-- start Records shown --

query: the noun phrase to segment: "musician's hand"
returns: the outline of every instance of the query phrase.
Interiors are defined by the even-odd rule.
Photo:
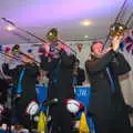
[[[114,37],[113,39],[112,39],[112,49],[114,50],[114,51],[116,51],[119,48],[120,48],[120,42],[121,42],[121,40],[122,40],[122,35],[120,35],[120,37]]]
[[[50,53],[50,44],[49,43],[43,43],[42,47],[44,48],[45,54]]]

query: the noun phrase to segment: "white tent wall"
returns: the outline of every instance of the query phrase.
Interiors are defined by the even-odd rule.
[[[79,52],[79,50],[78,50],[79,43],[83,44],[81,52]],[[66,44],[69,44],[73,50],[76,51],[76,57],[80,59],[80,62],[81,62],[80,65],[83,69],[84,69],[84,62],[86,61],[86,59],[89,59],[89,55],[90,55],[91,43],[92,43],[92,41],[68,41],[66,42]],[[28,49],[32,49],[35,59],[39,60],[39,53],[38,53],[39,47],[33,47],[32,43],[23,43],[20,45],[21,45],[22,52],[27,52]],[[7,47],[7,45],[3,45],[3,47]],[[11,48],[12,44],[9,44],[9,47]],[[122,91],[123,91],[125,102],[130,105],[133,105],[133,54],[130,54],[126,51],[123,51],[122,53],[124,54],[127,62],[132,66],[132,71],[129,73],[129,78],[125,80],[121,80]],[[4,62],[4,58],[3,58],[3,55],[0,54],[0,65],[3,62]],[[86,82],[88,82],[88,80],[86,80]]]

-- end Records shown --
-- start Records shown --

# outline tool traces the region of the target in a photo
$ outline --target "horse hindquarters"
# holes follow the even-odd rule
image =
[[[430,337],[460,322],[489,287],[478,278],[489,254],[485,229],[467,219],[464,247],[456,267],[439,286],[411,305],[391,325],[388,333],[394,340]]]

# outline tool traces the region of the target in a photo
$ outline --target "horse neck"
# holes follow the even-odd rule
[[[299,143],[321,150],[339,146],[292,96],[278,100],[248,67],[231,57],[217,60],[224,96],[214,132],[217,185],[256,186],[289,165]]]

-- end Records shown --

▶ _Problem to solve_
Locate every line above that contains the string "horse" and copy each of those lines out in full.

▶ _Worked solution_
$ outline --target "horse hindquarters"
$ outline --target "horse neck"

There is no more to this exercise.